● **List of tasks**:
1. Answer these questions about the forum post on trapped traders, using the text below.
(a) In what format is YTC PAT published?
(b) In which market does the writer say no volume is available?
(c) What does the blue line on the Euro/USD chart mark?
2. Carry on the forum post about trapped traders from the point where it stops.

-- Start of Source --

Just a quick FYI @Big Mike: you say "room" - not sure if you meant 'trading room' like Al Brooks's, but YTC PAT is a pdf book and in fact Lance Beggs the author doesn't operate a trading room. There's just a blog, a newsletter and a website with docs and videos.


kulu View Post
I agree, it is kinda hard to pick those setups in a live market. I have not used them in my trading. All I remember was I liked the concept and it made intuitive sense. I have only been able to identify them on static charts.


OK, the concept of trapped traders: definitely a YTC PAT theme and one that sounds great. But I'm going to play Devil's Advocate here, which I don't actually want to play but since no-one else is saying anything, here goes:

Trapped traders are possible to see everywhere and therefore no use.

Since the idea of locating trapped traders to benefit from their stop order flow is only provable (and actually only half provable) once there has been a price surge afterwards that might (or might not) have been their stops being run, does it make sense to try finding them?

I have no experience of locating trapped traders in real time so my analysis is perhaps worthless, but since I can imagine trapped traders in most locations (it's just people getting their trading wrong), why should the method lend me an edge?

This is especially true in forex where there is no volume available. How else can you detect when lots of break-out traders are jumping on the bandwagon?

Here's a chart of the Euro/USD forex in London time showing the morning session start. The blue line is the Asian session high which traditionally break-out traders like to watch, representing resistance.

-- End of Source --
-- Start of Data listing --

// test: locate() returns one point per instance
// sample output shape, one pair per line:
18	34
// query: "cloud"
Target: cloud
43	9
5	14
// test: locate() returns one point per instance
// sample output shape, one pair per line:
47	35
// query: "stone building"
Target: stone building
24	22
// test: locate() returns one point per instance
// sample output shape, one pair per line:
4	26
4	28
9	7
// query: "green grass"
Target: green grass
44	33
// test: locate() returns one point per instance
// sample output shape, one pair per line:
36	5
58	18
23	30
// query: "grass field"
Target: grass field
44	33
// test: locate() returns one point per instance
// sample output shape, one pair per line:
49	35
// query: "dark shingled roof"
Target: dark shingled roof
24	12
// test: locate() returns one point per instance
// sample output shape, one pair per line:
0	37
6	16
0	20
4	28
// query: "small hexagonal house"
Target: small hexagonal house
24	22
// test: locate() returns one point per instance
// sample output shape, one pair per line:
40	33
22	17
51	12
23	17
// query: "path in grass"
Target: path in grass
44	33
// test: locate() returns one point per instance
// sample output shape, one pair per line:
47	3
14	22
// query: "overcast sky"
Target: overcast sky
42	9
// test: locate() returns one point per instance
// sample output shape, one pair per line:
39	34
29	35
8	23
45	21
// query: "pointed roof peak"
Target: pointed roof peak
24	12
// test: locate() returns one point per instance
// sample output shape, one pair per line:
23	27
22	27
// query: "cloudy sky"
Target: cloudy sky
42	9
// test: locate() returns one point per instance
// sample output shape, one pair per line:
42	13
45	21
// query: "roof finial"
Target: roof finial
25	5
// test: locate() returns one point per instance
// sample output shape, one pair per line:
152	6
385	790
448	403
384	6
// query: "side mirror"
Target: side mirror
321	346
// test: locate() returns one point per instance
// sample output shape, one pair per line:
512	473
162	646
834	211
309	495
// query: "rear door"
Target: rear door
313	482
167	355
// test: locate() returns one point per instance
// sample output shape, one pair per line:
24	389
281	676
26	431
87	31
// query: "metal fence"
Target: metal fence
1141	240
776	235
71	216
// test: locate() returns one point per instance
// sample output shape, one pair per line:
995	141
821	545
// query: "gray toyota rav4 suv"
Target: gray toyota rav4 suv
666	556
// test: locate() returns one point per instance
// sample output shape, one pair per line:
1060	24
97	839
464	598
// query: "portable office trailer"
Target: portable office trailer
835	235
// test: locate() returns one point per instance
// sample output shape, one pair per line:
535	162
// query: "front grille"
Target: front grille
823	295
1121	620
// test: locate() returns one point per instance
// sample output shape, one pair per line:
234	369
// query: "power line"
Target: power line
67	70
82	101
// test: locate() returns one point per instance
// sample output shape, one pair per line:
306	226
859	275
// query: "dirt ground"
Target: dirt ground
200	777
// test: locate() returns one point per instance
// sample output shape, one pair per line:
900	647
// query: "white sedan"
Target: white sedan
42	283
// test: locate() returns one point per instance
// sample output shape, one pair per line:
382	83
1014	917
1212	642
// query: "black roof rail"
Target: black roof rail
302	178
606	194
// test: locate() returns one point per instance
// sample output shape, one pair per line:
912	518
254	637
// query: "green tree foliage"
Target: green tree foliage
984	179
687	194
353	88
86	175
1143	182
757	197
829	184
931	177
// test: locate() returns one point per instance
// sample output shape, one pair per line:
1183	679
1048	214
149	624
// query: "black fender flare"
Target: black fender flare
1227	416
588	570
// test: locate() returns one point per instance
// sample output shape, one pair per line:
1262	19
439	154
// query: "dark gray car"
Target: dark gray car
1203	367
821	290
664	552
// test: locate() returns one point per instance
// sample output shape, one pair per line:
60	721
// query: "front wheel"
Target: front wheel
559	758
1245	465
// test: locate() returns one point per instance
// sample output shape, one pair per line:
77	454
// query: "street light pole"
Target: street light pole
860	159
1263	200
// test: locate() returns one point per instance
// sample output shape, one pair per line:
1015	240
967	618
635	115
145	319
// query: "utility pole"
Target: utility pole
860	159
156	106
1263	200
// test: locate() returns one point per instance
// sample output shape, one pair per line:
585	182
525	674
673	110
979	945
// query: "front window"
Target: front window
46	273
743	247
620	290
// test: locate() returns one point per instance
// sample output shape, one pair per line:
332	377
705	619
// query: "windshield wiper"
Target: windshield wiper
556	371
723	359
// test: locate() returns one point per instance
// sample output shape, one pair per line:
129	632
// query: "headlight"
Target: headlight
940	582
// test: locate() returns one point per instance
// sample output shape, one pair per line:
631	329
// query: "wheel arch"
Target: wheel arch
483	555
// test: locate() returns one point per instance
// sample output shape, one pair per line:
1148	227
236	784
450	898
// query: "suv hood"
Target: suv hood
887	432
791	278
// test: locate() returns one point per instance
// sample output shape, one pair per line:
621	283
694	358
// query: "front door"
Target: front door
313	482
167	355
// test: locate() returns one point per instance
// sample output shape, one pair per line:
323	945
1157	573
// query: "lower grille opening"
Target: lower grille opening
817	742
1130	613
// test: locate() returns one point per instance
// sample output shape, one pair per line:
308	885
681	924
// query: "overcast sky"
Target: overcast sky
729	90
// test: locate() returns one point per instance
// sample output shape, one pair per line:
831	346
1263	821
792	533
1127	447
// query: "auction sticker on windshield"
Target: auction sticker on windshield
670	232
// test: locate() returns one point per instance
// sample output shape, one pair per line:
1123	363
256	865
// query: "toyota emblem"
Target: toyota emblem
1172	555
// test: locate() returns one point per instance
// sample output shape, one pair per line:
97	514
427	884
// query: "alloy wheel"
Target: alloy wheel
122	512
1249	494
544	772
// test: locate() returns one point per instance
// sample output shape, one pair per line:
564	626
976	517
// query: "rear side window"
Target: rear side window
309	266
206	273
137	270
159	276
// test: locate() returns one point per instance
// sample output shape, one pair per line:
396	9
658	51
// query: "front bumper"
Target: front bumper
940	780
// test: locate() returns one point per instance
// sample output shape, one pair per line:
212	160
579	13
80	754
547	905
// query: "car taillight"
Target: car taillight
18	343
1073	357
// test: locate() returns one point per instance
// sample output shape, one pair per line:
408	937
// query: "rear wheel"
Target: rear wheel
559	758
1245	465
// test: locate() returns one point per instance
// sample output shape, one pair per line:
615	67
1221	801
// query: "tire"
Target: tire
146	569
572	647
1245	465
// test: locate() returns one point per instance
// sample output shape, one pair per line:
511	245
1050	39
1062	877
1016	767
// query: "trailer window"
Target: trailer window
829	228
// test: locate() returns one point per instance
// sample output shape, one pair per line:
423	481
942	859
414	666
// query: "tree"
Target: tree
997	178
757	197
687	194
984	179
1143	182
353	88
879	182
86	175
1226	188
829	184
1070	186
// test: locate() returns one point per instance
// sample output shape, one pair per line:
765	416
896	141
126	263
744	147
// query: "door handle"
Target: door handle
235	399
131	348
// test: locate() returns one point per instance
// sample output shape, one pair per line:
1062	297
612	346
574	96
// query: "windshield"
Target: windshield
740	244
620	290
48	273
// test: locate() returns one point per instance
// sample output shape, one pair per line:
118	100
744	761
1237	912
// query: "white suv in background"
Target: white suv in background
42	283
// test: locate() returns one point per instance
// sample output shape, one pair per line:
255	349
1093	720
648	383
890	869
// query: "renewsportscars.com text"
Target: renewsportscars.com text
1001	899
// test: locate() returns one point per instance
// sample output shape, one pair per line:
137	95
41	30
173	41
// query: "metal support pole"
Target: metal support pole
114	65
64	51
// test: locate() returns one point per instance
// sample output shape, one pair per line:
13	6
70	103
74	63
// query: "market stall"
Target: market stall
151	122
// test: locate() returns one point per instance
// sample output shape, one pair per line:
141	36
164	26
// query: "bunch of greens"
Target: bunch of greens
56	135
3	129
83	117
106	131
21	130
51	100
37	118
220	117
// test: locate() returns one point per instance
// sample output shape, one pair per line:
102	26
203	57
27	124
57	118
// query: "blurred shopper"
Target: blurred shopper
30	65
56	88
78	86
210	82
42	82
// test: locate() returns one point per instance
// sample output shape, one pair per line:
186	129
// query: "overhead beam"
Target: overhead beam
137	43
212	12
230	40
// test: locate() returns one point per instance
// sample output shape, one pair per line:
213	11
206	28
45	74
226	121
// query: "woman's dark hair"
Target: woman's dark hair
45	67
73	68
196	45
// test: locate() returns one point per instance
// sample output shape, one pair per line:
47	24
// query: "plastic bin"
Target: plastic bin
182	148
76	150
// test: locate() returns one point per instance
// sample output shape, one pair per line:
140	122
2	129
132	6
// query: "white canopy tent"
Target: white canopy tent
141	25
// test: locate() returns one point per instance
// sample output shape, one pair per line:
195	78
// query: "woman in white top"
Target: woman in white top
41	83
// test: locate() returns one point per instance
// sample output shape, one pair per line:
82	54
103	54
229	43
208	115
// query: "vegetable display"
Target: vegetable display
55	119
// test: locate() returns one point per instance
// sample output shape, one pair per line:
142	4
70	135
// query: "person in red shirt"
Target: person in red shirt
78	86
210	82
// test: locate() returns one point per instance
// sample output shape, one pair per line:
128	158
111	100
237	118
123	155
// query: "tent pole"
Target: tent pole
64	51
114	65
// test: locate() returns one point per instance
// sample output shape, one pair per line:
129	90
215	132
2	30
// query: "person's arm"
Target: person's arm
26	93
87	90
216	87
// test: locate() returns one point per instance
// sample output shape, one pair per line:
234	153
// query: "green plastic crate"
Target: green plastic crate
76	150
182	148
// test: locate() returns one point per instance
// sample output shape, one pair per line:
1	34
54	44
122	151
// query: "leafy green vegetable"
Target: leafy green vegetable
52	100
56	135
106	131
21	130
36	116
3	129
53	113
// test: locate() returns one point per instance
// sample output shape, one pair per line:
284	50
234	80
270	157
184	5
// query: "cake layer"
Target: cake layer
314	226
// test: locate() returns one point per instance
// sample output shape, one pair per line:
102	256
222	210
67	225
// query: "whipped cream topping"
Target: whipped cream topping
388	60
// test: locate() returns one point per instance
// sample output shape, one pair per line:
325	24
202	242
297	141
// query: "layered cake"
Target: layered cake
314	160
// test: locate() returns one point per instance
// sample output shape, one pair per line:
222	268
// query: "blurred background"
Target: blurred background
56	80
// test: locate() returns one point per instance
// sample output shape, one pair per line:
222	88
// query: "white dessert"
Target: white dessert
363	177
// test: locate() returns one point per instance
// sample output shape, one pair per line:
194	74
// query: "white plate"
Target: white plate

-- End of Data listing --

● **Answers by task**:
1.
(a) It is a pdf book.
(b) Forex.
(c) The Asian session high.

2.
The theory goes like this:

- the break-out traders watch the market picking up steam after Europe opens for business and it looks bullish. The Asian session was mixed - it went down and came back again, made a high around 5:00am and sold off a bit. Now it's heading back for that Asian high and the break-out traders won't be able to resist leaping in long as soon it makes a tick above that, either ignoring the impending round number at 1.37 or thinking it at least makes a good scalp.

- it's not all bullish though, note that red candle, #111 so there is weakness in the rally.

- the market breaks out (our traders go long hopefully)

- instead of pushing to the upside in a continuation of the rally, the market stutters. So we have weakness and a potential break-out failure which could trap all those longs, and our aim is to get short in order to ride their stops as the failure goes against them.

- now look at the 1 min chart. If you were a break-out trader (our intended victim), presumably being a good trader you would enter long and automatically place a stop behind you. Where would you put it? Automatically probably a good 10 points away. So let's assume that the little retrace back below the resistance didn't stop anyone out yet (the 2nd red candle on the 1min chart after the break-out). That means over the next 5 bars the break-out traders are still hoping that the market will rise up and away, so they'll be busy at this stage pulling up their stops to around probably 1.3685 but essentially anywhere under the resistance line. Plus later newby traders will have entered without stops and they'll bail out later after the pain gets too much, adding to the order flow.

- we either enter short on a stop at the same place, or if we are experienced, we work an entrance above the line when we see a trigger - a stall or a candle formation etc.

- BINGO! The market slumps far enough back under resistance to trap all those longs and hit the stops, and we're in too.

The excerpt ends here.